## What you should do:
Please count the lines in the entries below that contain the word "paved" and give only that number.

## Data entries:
++++++

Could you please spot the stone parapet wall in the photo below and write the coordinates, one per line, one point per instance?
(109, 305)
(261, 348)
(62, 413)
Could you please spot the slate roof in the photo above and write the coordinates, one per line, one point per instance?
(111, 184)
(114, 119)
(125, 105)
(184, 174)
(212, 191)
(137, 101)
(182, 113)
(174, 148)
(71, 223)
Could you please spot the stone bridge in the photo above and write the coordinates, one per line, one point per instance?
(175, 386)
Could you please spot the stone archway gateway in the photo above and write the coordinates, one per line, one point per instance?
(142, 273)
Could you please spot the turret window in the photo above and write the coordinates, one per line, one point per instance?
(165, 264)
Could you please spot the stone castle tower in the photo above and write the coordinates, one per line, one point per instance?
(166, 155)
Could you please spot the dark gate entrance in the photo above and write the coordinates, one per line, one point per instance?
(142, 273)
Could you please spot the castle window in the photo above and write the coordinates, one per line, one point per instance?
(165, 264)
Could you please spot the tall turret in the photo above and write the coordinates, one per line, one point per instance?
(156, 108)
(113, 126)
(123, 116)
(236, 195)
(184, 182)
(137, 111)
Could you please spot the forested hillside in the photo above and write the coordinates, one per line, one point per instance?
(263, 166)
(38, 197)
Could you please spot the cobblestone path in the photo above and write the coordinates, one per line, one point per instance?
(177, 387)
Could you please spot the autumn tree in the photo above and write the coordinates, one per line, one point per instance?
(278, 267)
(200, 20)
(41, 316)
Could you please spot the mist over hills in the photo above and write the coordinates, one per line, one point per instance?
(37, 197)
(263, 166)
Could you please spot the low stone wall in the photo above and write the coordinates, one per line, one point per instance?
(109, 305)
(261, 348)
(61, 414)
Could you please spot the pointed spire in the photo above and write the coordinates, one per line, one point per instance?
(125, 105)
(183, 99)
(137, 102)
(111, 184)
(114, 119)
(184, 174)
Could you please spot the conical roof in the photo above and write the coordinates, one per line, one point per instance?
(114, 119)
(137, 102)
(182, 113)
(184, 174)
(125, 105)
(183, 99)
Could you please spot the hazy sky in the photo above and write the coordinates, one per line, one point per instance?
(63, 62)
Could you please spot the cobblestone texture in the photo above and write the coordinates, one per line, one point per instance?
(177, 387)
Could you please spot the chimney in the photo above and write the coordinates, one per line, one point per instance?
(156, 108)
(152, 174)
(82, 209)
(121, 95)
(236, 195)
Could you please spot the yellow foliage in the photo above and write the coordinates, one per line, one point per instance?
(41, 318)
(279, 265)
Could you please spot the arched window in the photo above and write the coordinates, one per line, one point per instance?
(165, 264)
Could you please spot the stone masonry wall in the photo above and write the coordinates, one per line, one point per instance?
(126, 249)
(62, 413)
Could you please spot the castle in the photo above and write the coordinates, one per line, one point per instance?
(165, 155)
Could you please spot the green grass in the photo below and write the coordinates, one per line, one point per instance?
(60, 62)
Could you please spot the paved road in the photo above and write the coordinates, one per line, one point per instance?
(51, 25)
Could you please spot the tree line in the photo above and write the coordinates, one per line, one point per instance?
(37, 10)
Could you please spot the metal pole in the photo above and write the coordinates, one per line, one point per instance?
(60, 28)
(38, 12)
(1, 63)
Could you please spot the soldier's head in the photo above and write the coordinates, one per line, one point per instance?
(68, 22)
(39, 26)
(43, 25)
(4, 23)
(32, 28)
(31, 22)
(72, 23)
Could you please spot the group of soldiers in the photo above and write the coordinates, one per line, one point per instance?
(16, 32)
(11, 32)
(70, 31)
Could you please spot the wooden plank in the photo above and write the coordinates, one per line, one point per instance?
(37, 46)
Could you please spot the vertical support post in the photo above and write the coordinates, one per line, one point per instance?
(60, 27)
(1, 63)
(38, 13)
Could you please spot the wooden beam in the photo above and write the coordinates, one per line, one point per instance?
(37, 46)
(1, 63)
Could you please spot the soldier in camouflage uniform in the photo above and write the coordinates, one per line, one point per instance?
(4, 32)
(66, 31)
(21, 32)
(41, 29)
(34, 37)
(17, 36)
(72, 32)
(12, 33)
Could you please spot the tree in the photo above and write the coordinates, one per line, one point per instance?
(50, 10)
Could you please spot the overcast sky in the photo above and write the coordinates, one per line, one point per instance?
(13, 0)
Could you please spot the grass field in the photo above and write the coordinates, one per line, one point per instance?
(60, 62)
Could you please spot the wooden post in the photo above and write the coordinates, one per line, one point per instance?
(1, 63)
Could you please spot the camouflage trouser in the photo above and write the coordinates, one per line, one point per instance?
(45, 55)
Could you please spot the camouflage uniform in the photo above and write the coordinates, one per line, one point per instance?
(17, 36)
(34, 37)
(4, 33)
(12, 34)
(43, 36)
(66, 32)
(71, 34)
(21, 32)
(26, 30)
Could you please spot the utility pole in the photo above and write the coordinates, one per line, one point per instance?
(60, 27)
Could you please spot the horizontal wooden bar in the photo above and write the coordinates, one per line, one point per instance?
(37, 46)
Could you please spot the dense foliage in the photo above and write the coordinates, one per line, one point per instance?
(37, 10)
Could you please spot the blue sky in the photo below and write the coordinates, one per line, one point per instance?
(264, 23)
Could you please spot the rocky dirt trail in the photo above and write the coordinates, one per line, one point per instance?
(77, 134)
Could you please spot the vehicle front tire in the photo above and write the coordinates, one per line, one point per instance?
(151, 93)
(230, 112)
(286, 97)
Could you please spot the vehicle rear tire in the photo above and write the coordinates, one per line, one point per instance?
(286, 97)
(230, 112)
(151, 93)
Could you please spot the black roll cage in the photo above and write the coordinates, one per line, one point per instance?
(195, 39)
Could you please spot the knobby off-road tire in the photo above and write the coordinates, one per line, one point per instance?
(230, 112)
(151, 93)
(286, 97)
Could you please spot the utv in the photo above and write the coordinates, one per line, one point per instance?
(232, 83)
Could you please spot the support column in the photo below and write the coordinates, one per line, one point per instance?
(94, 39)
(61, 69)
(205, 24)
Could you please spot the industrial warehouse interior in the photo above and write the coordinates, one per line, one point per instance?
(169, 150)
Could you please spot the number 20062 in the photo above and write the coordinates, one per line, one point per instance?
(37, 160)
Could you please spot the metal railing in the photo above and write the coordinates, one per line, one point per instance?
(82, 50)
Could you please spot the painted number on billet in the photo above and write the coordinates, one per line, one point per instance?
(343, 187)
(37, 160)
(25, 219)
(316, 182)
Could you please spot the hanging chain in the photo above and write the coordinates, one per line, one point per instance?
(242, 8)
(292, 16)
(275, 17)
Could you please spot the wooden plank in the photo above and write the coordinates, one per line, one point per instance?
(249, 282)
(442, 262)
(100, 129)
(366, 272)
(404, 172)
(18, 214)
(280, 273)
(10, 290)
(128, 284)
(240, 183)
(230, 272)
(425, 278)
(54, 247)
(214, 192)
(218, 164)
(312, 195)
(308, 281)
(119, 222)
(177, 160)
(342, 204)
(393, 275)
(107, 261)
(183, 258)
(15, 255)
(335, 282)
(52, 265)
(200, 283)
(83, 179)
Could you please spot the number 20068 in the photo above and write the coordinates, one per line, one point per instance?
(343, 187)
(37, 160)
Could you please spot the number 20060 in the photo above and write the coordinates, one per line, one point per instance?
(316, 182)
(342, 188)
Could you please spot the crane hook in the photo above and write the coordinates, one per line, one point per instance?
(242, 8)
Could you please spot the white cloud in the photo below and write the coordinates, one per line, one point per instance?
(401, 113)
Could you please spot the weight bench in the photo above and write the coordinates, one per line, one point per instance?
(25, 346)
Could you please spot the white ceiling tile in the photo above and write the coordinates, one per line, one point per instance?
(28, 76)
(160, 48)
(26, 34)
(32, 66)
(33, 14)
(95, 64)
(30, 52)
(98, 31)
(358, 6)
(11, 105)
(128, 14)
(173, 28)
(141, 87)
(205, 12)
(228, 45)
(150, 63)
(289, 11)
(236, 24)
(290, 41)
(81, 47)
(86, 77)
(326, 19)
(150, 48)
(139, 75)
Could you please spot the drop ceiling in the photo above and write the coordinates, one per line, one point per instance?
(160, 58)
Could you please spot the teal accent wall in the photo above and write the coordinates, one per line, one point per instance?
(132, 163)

++++++

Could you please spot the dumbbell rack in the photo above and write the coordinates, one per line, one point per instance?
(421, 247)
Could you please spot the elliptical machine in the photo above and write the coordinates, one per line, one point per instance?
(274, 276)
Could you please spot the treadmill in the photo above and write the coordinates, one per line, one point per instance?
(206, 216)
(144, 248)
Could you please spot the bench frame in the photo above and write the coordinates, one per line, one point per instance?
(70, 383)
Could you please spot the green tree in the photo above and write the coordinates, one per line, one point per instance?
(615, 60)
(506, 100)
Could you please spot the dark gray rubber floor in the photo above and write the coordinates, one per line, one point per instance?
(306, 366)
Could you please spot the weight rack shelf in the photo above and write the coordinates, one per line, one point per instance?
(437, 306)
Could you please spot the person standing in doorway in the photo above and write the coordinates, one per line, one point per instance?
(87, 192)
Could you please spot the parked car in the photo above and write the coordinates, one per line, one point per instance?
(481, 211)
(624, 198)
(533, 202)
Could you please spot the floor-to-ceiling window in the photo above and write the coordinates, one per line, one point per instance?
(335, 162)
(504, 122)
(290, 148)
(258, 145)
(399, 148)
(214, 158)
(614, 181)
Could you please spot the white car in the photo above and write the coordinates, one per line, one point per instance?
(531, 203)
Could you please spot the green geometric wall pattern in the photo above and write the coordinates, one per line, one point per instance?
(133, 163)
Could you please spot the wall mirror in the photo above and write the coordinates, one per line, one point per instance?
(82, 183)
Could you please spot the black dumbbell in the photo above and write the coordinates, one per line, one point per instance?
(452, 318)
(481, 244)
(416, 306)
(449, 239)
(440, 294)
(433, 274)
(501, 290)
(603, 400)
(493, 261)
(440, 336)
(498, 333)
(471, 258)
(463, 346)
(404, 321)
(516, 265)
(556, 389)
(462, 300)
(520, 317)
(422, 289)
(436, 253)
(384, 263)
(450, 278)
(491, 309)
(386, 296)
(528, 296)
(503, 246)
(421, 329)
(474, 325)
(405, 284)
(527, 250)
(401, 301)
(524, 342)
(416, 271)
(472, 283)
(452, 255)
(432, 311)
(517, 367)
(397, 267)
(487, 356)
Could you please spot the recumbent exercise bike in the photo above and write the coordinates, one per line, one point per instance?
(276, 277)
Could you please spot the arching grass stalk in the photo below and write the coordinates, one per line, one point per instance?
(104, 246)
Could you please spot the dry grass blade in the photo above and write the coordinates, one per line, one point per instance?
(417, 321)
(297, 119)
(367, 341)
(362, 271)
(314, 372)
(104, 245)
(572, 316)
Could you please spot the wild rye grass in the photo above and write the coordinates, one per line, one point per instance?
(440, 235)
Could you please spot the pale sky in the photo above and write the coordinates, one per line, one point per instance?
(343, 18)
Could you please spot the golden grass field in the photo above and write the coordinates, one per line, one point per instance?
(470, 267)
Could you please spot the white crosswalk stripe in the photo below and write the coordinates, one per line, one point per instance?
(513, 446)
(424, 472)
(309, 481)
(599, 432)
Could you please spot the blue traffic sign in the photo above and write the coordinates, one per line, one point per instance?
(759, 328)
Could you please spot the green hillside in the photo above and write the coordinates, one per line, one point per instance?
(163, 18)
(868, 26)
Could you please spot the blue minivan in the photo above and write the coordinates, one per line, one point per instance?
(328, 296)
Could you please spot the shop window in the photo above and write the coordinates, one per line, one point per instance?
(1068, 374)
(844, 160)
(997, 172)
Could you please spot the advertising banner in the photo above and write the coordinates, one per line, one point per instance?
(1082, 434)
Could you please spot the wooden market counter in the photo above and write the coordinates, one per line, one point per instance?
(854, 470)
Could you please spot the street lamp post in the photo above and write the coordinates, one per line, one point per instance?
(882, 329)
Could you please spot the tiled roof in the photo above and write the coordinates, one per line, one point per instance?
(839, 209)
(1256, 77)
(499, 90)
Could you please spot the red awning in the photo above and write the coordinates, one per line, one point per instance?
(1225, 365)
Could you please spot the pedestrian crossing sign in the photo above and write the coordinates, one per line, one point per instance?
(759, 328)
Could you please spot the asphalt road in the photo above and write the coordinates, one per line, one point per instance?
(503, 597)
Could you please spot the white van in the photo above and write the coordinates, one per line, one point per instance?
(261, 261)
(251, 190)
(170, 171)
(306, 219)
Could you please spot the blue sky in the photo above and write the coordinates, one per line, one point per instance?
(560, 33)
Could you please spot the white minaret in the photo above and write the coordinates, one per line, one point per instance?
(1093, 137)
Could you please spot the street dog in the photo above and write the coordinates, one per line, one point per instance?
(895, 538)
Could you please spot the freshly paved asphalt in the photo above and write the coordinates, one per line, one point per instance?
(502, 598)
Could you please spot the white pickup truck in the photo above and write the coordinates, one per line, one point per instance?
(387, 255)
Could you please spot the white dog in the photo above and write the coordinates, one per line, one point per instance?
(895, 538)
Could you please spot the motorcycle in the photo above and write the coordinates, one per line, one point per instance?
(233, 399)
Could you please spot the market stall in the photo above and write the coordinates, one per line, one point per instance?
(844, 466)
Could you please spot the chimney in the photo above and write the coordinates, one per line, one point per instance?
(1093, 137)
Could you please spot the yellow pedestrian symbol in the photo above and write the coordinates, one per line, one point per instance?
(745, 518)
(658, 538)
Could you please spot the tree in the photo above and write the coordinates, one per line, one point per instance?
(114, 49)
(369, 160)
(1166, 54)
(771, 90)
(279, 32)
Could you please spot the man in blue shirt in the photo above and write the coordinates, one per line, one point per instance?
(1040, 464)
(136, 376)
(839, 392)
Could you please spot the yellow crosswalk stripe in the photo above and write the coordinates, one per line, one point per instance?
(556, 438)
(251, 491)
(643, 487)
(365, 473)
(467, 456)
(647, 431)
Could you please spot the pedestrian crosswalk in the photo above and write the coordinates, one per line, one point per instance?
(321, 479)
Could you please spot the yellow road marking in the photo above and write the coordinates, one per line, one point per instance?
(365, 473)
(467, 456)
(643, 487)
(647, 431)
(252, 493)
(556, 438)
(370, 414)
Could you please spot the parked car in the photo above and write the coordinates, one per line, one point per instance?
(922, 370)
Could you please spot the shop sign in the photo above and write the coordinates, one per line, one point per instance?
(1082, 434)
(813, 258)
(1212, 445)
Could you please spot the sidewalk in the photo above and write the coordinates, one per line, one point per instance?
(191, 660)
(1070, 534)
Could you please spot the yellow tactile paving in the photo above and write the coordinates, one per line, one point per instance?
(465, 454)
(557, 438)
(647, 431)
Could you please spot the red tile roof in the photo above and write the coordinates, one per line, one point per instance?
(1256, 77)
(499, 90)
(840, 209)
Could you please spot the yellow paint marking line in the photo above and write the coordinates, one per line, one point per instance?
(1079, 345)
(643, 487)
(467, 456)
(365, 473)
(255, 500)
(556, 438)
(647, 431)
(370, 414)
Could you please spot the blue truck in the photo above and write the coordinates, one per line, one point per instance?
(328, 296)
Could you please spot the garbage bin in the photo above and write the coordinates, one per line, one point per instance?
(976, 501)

++++++

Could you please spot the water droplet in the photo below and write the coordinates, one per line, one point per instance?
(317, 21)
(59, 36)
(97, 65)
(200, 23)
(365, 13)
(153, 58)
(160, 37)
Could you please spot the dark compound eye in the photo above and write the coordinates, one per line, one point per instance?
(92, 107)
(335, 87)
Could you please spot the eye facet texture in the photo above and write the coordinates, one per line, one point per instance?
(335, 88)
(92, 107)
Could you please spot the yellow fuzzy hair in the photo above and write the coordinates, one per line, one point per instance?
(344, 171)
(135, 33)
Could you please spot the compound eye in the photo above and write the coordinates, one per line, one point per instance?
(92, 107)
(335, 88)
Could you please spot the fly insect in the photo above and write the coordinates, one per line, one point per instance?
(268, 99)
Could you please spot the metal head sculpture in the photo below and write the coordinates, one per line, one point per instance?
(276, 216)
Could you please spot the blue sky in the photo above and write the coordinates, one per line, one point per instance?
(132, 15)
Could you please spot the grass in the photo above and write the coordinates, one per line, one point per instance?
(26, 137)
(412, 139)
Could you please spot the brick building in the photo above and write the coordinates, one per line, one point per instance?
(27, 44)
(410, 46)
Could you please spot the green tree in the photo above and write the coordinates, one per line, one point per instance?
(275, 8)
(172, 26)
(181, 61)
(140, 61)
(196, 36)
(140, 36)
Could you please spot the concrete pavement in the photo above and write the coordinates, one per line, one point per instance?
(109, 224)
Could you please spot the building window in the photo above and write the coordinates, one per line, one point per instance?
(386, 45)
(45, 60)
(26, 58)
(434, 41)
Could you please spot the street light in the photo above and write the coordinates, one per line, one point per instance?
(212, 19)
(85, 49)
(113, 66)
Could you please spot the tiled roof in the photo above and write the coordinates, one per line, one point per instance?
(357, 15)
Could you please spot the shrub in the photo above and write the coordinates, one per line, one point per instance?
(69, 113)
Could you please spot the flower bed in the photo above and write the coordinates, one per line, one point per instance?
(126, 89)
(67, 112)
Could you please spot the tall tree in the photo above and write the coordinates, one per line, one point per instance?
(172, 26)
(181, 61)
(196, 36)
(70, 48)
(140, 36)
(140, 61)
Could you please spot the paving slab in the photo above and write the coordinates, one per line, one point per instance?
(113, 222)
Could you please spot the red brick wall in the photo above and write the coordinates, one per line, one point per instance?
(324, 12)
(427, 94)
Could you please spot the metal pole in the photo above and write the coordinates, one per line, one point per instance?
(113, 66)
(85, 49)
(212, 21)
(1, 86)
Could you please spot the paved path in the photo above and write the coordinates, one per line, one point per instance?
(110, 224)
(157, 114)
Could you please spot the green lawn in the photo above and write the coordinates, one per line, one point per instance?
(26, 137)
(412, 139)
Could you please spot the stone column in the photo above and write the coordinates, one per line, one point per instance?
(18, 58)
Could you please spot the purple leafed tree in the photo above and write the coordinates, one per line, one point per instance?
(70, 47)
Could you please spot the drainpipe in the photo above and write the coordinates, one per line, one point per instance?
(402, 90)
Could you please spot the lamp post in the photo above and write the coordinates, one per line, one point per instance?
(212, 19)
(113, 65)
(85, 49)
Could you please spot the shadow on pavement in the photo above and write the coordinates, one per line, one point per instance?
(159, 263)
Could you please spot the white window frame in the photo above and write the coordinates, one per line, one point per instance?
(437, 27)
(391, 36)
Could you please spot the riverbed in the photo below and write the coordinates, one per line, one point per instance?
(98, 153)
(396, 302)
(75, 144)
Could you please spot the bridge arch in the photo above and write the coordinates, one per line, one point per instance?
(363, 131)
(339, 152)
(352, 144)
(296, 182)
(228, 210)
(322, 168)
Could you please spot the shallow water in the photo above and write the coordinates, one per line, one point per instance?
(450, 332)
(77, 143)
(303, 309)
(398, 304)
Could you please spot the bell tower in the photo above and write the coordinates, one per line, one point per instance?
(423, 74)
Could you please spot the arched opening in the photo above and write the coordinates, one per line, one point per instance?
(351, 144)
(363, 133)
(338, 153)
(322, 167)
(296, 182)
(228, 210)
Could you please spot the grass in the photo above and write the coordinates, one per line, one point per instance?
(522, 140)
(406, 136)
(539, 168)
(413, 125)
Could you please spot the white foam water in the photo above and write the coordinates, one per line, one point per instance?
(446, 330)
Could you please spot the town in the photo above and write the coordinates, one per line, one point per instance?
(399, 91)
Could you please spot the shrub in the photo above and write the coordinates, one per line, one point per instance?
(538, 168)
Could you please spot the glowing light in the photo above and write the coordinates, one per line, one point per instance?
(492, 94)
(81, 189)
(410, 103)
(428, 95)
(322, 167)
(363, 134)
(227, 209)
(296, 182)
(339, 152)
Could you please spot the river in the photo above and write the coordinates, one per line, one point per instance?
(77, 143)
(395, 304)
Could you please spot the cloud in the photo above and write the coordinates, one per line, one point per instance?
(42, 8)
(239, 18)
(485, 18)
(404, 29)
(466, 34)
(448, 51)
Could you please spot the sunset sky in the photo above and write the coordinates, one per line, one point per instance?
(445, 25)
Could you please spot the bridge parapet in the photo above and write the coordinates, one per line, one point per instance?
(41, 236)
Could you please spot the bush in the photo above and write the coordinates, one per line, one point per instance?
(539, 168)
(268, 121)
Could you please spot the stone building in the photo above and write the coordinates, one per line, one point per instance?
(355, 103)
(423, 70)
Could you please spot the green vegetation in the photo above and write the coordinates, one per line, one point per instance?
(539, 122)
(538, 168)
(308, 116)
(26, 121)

++++++

## Solution:
3